AIM:
Retype every line of the items below without changing anything, and omit the pictures from your copy.
-- Begin STORED RECORDS --
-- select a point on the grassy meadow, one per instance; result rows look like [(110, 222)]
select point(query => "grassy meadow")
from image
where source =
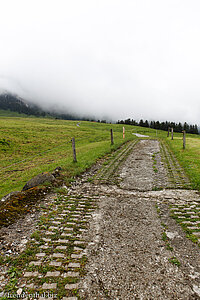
[(29, 146)]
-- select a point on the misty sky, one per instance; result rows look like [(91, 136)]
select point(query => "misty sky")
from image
[(120, 59)]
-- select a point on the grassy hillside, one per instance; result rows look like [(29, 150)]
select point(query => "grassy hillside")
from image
[(29, 146)]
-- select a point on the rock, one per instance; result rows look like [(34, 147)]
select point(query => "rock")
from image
[(56, 172), (10, 195), (39, 179), (19, 291)]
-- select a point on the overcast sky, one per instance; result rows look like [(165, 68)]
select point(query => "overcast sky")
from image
[(116, 58)]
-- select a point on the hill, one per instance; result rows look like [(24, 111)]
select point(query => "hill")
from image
[(13, 103)]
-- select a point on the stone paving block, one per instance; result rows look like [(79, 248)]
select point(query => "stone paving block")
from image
[(53, 227), (49, 286), (193, 227), (68, 228), (44, 247), (55, 263), (31, 274), (67, 234), (71, 274), (63, 241), (58, 255), (53, 274), (35, 263), (44, 298), (76, 256), (49, 232), (78, 249), (56, 222), (61, 247), (69, 298), (46, 240), (71, 286), (30, 286), (74, 265), (38, 255), (78, 242), (197, 234), (189, 222)]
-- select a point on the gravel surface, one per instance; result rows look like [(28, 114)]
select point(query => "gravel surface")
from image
[(127, 256)]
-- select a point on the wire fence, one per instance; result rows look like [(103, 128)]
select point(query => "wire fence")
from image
[(29, 159)]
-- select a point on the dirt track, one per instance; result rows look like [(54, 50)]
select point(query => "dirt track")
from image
[(134, 248)]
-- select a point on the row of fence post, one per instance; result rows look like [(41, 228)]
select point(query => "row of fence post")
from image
[(172, 135), (112, 140), (74, 147)]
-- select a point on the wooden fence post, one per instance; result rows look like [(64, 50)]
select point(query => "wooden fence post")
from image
[(184, 138), (172, 131), (111, 134), (74, 149), (123, 132)]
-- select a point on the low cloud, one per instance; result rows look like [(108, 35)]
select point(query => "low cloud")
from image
[(118, 59)]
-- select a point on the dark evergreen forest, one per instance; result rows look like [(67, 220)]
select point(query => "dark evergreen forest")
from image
[(177, 127)]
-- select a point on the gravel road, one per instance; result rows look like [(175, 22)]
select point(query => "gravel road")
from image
[(128, 245), (119, 232)]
-- End STORED RECORDS --
FINISHED ANSWER:
-- select a point on the grassy meadow, one per instance; result rows look like [(110, 222)]
select point(query => "grassy meadow")
from image
where source =
[(29, 146)]
-- select a point on the misty sky, one per instance; result rows look like [(91, 136)]
select point(query => "misty sky")
from image
[(120, 59)]
-- select a point on the grassy hillside, one per instance; result rows look like [(29, 150)]
select point(query => "grassy hillside")
from image
[(29, 146)]
-- select a point on the rock, one per instance; result rows look like [(34, 147)]
select point(query => "rock")
from image
[(56, 172), (10, 195), (39, 179), (19, 291)]
-- select a point on the overcast sky, one per instance; result rows look like [(165, 68)]
select point(query => "overcast sky")
from image
[(116, 58)]
-- select a point on the hill, one per instance; result rows look like [(24, 111)]
select point(query => "hill")
from image
[(13, 103)]
-- select a point on the stone paving block, one per instance; result rows look like [(79, 248)]
select point(query => "stone paving block")
from image
[(53, 227), (49, 286), (193, 227), (68, 228), (44, 247), (55, 263), (31, 274), (67, 234), (71, 274), (63, 241), (58, 255), (53, 274), (35, 263), (44, 298), (76, 256), (49, 232), (78, 249), (56, 222), (61, 247), (69, 298), (46, 240), (71, 286), (30, 286), (74, 265), (38, 255), (78, 242), (197, 234), (189, 222)]
-- select a point on the gravel surface, one per instance; result rows look like [(28, 114)]
select point(query => "gravel surface")
from image
[(127, 256)]
-- select a point on the wire fence, one per instance; result rows look like [(103, 128)]
select point(query => "wire fence")
from image
[(29, 159)]
-- select a point on the dirt track, one per instance; result rows look like [(54, 50)]
select point(query => "dirt track")
from image
[(134, 248)]
-- select a point on the row of fence post, one per instance; result rows look like [(41, 228)]
select point(query => "row of fence post")
from image
[(172, 135), (112, 140), (74, 147)]
-- select a point on the wooden fence post, one per instance; result rows look like [(64, 50)]
select point(query => "wooden fence post")
from image
[(184, 138), (172, 131), (111, 134), (74, 149), (123, 132)]
-- select a point on the low cloud, one per instance; result rows look like [(108, 35)]
select point(query => "low cloud")
from image
[(118, 59)]
-- select a point on the dark evergreen forest, one per instance; result rows look like [(67, 220)]
select point(query => "dark evergreen forest")
from image
[(177, 127)]
-- select a point on the gravel road, one per instance; result rows look like [(175, 22)]
select point(query => "gravel road")
from image
[(128, 245), (119, 232)]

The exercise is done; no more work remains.